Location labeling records
┄┄┄┄┄┄

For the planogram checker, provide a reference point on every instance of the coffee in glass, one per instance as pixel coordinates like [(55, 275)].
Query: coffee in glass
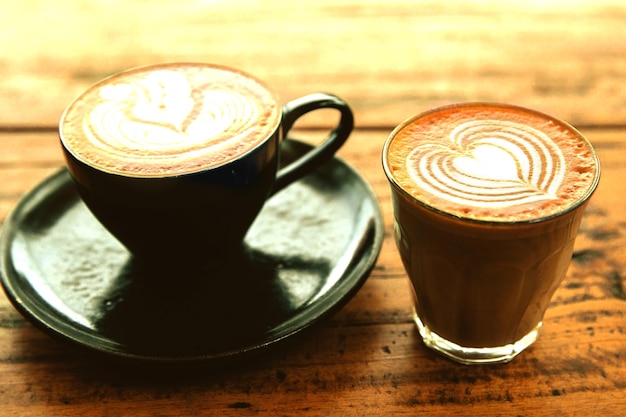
[(487, 199)]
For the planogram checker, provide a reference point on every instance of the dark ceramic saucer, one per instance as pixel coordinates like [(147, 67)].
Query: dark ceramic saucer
[(309, 251)]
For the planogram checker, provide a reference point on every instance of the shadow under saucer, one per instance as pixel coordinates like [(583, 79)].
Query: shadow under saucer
[(308, 252)]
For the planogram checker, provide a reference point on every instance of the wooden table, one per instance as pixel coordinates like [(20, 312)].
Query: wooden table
[(390, 60)]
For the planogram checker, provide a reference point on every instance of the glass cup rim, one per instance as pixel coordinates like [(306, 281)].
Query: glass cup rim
[(540, 219)]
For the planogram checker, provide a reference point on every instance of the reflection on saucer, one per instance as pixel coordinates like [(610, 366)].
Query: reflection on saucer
[(311, 248)]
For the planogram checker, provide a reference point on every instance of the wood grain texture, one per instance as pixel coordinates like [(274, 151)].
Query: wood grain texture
[(389, 60), (366, 359)]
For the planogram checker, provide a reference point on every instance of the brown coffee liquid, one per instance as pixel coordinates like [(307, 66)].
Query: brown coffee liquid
[(170, 119), (491, 162), (487, 200)]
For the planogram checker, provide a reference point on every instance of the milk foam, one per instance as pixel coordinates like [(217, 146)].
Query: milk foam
[(169, 120), (489, 164), (492, 163)]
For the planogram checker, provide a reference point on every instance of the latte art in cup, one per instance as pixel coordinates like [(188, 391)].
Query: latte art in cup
[(171, 120), (501, 165), (487, 201)]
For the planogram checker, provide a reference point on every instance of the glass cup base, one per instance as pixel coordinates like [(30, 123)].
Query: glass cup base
[(474, 355)]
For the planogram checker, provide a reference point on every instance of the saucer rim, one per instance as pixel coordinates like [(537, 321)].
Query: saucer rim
[(43, 317)]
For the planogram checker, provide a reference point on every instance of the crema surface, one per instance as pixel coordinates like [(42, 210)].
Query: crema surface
[(169, 120), (491, 162)]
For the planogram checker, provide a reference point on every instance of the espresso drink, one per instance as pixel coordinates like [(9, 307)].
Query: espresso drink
[(488, 200), (176, 160), (169, 120)]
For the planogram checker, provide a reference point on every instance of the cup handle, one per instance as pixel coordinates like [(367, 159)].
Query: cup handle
[(321, 153)]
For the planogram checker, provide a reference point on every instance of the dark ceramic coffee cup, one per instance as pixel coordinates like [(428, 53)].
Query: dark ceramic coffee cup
[(198, 208)]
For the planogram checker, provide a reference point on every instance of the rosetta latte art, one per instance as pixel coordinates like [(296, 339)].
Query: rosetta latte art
[(162, 115), (490, 164)]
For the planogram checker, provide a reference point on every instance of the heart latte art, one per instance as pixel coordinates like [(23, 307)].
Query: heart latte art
[(490, 162), (169, 120)]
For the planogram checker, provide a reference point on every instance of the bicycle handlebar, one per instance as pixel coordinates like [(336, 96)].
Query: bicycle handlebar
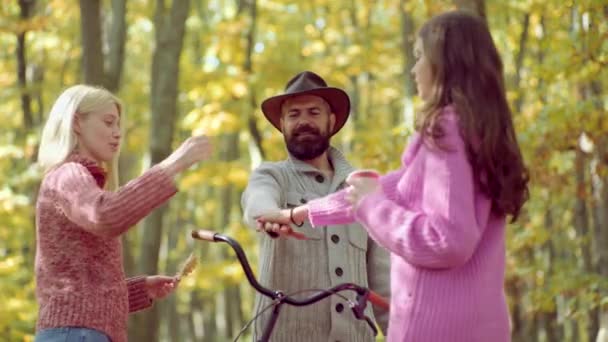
[(363, 294)]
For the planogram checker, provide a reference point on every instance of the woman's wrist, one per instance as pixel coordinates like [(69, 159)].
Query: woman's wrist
[(300, 214), (169, 167)]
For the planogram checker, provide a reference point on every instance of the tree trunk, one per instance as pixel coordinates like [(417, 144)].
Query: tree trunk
[(26, 8), (519, 62), (116, 43), (90, 28), (477, 7), (169, 37), (256, 148), (408, 38)]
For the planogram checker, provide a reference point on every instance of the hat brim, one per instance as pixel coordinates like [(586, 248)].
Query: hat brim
[(336, 98)]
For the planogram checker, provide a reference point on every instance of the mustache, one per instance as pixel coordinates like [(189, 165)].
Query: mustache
[(305, 129)]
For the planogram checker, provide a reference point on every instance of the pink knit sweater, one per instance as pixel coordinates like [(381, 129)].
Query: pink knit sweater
[(447, 248), (79, 275)]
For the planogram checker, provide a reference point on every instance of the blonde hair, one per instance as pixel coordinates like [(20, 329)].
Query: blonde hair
[(58, 138)]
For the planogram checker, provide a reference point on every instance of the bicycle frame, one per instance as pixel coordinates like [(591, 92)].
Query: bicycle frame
[(363, 294)]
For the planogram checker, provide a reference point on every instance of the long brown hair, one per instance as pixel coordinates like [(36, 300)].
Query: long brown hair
[(467, 73)]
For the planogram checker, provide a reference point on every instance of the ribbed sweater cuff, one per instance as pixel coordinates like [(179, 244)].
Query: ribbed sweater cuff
[(366, 206), (330, 210), (138, 294)]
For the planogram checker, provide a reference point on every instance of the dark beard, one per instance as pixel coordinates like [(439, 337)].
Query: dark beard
[(310, 146)]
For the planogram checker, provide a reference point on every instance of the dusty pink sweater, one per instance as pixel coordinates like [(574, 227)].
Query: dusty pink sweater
[(447, 248), (79, 275)]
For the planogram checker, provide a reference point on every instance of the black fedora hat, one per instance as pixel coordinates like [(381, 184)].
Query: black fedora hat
[(308, 83)]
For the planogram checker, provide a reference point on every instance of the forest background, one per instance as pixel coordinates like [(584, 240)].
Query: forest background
[(188, 66)]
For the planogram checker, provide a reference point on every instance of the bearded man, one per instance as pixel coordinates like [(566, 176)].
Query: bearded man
[(308, 114)]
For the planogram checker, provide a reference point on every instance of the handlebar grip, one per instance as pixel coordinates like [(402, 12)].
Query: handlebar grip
[(202, 234), (378, 300)]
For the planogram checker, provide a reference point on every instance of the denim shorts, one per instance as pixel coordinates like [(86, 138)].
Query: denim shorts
[(70, 334)]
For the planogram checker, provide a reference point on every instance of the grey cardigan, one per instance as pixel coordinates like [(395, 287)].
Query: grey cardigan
[(333, 255)]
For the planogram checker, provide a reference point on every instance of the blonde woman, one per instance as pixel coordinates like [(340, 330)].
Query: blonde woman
[(81, 213)]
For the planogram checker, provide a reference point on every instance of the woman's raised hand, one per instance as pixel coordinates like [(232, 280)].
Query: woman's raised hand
[(193, 150)]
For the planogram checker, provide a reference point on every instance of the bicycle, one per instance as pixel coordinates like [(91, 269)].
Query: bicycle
[(279, 298)]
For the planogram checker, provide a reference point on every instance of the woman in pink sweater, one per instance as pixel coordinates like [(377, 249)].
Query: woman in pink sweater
[(442, 215), (80, 215)]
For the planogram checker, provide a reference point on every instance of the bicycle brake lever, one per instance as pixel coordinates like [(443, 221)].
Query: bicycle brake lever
[(359, 307), (372, 325)]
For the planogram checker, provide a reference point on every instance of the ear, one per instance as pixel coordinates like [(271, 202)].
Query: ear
[(332, 122), (76, 125)]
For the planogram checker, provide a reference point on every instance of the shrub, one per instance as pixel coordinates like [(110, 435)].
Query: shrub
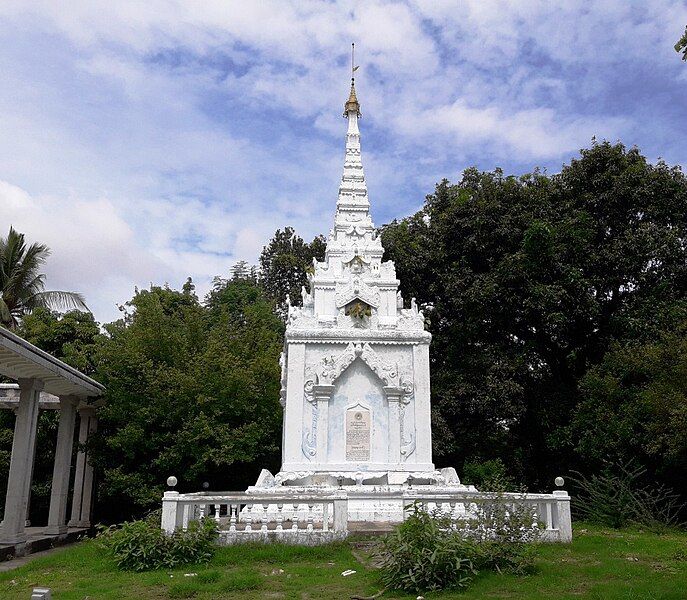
[(143, 546), (432, 551), (425, 553), (616, 498), (506, 531)]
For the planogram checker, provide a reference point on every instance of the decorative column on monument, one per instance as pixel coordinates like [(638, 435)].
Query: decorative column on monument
[(355, 368)]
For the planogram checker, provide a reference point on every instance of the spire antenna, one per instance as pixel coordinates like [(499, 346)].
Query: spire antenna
[(352, 104), (352, 61)]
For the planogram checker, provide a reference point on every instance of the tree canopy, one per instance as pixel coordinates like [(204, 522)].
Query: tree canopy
[(530, 280), (284, 264), (192, 391)]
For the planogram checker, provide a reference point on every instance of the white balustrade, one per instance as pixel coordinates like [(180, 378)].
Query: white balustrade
[(318, 518), (250, 517), (551, 511)]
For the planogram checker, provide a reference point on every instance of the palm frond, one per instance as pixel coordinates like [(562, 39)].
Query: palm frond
[(57, 300), (6, 318)]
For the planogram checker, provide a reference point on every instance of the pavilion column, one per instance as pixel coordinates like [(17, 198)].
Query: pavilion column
[(21, 462), (59, 493), (83, 477)]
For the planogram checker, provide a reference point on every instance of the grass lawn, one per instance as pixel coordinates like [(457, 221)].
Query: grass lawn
[(604, 564)]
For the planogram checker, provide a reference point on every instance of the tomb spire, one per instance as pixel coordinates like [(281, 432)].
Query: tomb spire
[(353, 227)]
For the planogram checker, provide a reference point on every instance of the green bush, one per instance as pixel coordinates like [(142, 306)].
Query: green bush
[(432, 551), (425, 553), (506, 532), (617, 497), (143, 546)]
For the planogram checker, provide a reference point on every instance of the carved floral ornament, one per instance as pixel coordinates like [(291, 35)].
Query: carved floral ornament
[(319, 383), (330, 368)]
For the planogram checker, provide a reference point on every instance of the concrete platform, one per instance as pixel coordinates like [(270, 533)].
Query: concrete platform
[(38, 540)]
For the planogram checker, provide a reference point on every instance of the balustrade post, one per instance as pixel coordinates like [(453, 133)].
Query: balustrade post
[(563, 516), (170, 503), (340, 515)]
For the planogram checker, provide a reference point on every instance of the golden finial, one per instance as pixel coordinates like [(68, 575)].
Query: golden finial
[(352, 104)]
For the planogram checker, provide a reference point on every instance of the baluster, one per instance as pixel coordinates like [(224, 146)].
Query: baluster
[(325, 516), (310, 517), (280, 517), (185, 516), (294, 524), (233, 513), (264, 517)]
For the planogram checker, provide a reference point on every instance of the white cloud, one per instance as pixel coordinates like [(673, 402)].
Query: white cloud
[(146, 141)]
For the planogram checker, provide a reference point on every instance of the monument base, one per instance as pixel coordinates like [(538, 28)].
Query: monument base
[(373, 496)]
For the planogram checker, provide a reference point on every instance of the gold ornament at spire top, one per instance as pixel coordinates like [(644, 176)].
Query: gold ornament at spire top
[(352, 104)]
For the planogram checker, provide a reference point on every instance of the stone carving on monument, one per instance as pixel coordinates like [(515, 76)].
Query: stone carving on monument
[(355, 369)]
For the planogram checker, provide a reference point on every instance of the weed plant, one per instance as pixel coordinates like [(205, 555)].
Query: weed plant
[(143, 545)]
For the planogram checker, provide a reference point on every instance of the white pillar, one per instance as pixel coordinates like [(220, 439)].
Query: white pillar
[(83, 476), (293, 414), (59, 493), (322, 394), (423, 423), (393, 396), (21, 463)]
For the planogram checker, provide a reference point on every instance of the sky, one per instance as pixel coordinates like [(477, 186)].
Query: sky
[(146, 142)]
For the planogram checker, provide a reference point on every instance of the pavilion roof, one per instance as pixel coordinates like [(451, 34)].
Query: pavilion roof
[(20, 359)]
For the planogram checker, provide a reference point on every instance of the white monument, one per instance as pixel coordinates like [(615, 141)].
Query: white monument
[(355, 369)]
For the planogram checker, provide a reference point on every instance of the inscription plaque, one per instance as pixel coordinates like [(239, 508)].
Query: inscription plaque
[(357, 434)]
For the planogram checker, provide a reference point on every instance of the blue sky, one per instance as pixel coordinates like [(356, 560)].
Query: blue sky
[(149, 141)]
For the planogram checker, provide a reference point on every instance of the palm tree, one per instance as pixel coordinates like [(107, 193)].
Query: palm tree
[(22, 285)]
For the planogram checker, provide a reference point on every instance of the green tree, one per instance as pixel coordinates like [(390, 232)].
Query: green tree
[(192, 390), (530, 279), (284, 265), (634, 407), (22, 285)]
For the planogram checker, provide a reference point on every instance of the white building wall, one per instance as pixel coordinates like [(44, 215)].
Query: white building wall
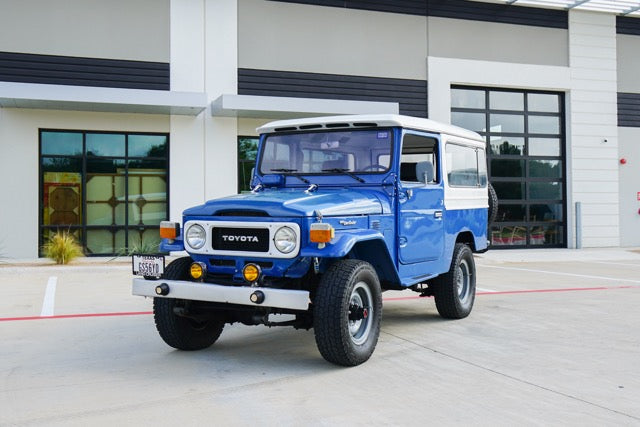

┄┄┄┄┄┄

WHAT IS EXPECTED.
Rewrite everything from the line containing "like [(340, 330)]." down to the line containing "[(442, 215), (80, 215)]", changing "bicycle" to "scooter" and leaving everything else unchanged.

SOLUTION TO THIS TASK.
For the planogram checker, provide a reference point on every instance of the blonde woman, one per instance as pixel coordinates like [(340, 330)].
Query: blonde woman
[(81, 213)]
For the planogram checker, provide a reference point on every instance of the woman's raised hand, one per instance as pixel coordinates like [(232, 280)].
Query: woman's raised hand
[(193, 150)]
For the planogram checker, provide a reference point on every instance of the scooter, one per instance as pixel coordinates like [(91, 269)].
Query: scooter
[(279, 298)]
For the planogram checker, provide a reference point on every instance of the woman in pink sweater, one per instance as pixel coordinates like [(377, 249)].
Query: woman in pink sweater
[(442, 215), (80, 215)]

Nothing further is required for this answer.